■ What is being asked
Extract the lines of the listing below word for word, beginning with its first line and stopping after the line that contains "<point>507,359</point>".

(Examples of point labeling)
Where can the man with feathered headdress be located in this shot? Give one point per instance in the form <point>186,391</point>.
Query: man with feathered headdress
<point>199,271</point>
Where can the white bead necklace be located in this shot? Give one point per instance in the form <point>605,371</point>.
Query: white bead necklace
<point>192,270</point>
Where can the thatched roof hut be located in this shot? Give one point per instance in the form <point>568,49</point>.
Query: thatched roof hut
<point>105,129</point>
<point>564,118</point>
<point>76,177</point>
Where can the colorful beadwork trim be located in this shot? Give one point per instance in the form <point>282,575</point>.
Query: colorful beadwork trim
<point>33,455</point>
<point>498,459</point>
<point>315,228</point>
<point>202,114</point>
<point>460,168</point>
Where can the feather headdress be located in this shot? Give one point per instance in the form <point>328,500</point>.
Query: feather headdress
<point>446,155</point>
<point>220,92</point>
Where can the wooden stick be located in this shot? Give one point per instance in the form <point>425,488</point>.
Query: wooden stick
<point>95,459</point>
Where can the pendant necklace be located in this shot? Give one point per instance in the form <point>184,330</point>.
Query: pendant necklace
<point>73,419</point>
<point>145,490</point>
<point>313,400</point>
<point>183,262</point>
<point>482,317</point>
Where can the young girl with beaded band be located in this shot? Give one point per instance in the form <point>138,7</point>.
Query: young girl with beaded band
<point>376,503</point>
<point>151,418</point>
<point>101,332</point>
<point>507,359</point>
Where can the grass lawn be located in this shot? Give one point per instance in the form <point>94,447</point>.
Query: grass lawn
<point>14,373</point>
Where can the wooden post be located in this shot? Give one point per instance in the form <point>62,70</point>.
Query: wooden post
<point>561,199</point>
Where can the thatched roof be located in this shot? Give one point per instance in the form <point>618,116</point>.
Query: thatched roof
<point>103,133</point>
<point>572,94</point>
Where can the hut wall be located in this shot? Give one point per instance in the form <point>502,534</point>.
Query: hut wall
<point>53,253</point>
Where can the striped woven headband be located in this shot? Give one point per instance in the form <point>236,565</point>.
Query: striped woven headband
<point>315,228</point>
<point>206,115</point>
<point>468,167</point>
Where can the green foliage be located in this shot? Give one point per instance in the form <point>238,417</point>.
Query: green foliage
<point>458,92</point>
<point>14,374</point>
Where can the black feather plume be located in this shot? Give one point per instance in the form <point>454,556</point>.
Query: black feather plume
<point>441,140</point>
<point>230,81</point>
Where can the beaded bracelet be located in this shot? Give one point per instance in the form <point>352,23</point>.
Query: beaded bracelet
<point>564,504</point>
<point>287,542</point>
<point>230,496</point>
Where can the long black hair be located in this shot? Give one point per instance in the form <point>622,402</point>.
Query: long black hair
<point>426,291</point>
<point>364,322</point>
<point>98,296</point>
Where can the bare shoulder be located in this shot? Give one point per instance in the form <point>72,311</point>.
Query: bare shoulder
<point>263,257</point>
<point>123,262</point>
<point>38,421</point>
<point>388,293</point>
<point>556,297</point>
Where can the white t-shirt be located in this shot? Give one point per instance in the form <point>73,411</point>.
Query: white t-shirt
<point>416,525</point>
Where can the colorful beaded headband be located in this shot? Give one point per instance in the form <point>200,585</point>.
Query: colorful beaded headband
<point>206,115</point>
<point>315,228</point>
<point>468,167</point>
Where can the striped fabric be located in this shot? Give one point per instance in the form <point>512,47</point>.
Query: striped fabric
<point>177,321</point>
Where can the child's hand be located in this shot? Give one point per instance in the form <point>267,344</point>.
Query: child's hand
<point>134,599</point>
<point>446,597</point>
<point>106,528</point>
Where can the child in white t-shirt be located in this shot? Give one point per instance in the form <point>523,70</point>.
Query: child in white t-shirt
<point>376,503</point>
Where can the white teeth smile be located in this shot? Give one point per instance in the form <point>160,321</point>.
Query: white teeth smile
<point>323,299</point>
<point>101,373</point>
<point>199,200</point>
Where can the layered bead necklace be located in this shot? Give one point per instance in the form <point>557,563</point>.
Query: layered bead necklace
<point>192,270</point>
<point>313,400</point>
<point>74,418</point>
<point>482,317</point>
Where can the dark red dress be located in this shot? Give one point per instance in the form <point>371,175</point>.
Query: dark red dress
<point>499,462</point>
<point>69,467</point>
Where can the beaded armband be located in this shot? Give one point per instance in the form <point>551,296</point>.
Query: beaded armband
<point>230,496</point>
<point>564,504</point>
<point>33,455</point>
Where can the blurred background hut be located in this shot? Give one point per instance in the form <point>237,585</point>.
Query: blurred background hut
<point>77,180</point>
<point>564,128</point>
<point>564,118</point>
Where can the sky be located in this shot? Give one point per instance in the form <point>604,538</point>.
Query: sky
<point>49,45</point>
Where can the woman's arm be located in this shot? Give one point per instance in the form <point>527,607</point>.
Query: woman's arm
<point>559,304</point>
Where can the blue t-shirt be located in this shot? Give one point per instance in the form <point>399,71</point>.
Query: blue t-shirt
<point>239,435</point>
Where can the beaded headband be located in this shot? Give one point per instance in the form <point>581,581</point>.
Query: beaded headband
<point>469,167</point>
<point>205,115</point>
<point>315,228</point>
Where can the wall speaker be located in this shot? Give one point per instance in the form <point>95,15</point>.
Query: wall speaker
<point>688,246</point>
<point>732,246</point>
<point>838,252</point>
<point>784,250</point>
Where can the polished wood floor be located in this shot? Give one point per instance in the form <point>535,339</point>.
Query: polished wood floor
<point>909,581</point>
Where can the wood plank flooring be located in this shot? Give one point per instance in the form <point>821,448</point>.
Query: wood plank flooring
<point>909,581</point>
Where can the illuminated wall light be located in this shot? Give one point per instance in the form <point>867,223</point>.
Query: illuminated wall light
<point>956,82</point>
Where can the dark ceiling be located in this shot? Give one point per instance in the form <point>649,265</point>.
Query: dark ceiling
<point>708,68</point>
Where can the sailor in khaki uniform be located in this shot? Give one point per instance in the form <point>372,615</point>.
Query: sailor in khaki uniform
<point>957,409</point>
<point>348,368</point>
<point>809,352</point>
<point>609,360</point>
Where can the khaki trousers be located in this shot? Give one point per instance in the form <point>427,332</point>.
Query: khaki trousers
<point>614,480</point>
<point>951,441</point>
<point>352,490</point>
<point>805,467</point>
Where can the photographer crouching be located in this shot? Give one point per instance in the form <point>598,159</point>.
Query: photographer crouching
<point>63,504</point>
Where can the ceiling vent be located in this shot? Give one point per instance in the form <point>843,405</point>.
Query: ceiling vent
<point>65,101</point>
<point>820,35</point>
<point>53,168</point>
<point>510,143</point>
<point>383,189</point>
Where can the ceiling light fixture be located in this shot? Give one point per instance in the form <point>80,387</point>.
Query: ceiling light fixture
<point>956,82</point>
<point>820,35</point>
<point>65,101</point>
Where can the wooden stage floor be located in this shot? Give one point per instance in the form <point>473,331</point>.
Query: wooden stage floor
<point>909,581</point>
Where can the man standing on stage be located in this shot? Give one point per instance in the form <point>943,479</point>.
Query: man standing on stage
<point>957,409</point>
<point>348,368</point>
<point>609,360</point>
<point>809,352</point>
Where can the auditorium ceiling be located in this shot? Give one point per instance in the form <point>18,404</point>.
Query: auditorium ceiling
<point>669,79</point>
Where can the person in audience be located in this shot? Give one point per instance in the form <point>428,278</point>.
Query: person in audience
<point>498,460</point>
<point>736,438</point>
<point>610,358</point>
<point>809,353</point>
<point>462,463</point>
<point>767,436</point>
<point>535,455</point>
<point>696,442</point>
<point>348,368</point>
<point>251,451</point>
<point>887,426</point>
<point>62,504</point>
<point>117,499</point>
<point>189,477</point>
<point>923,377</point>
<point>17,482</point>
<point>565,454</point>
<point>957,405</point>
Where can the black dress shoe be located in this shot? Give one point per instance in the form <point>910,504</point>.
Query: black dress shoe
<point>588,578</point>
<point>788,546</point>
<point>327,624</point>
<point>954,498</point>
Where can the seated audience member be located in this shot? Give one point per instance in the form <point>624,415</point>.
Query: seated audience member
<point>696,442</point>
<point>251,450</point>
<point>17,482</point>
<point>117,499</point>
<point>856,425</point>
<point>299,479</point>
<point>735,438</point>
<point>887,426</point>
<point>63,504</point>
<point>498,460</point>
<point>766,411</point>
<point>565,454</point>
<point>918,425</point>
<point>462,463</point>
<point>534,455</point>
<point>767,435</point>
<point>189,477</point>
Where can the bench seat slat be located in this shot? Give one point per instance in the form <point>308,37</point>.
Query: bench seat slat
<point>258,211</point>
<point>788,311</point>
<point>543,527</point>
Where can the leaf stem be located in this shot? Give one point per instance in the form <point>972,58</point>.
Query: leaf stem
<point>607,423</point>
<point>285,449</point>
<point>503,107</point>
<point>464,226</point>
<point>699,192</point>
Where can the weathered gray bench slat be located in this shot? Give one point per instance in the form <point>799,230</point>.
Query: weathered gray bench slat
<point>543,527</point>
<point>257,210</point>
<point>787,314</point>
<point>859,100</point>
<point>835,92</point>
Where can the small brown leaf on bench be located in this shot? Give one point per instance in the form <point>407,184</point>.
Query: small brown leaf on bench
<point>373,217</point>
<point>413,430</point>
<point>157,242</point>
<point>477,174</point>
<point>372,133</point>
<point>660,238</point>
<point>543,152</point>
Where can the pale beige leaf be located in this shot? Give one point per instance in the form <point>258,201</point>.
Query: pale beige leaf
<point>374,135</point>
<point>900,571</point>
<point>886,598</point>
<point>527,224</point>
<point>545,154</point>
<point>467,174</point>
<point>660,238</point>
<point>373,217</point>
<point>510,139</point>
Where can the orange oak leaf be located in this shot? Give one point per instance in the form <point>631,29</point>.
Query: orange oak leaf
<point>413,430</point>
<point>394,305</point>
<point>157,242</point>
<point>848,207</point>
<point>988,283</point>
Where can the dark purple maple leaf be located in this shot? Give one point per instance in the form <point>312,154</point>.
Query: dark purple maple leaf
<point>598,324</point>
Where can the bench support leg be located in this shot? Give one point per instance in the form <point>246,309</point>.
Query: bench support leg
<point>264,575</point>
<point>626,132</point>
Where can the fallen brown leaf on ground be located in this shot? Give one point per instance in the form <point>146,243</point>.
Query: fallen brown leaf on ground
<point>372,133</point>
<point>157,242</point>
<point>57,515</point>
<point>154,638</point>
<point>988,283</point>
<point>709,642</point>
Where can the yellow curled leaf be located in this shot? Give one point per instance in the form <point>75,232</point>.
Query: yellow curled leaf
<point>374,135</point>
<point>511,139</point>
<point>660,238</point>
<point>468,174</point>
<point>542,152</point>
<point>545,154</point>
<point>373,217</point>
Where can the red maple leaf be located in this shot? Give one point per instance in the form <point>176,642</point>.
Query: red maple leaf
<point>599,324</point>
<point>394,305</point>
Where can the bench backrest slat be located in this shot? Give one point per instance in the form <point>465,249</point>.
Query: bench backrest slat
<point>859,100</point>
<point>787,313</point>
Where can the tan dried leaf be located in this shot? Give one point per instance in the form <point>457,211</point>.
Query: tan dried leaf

■ Task result
Where can the man with feathered headdress be located in this shot? Give one point per instance in the form <point>186,391</point>.
Query: man with feathered headdress
<point>199,271</point>
Where can the white bead necklace be located in this shot? Give one point per instance in the form <point>605,371</point>.
Query: white bead necklace
<point>192,270</point>
Where can the thatched roof hut be located in this shot? Give one point per instance in the form <point>568,49</point>.
Query: thatched roof hut
<point>105,129</point>
<point>564,118</point>
<point>76,177</point>
Where can the colorful beadwork trim be located in this shot? Give one point per instance in the form <point>282,575</point>.
Query: colorful beadwork trim
<point>33,455</point>
<point>498,459</point>
<point>315,228</point>
<point>202,114</point>
<point>460,168</point>
Where can the feather headdress be located in this shot? Give one point per instance in the form <point>328,500</point>.
Query: feather headdress
<point>446,155</point>
<point>220,92</point>
Where can the wooden stick be located in this shot? Give one point per instance in the form <point>425,488</point>.
Query: wooden stick
<point>95,459</point>
Where can the pendant necklace be located in this shot? Give one point per instance in the form <point>184,330</point>.
Query: pendant necklace
<point>73,419</point>
<point>145,490</point>
<point>313,400</point>
<point>183,262</point>
<point>482,317</point>
Where can the young girl with beaded band be located in this shot? Give one point per instance in the form <point>138,7</point>.
Query: young girl with beaded band
<point>376,503</point>
<point>151,418</point>
<point>101,332</point>
<point>507,359</point>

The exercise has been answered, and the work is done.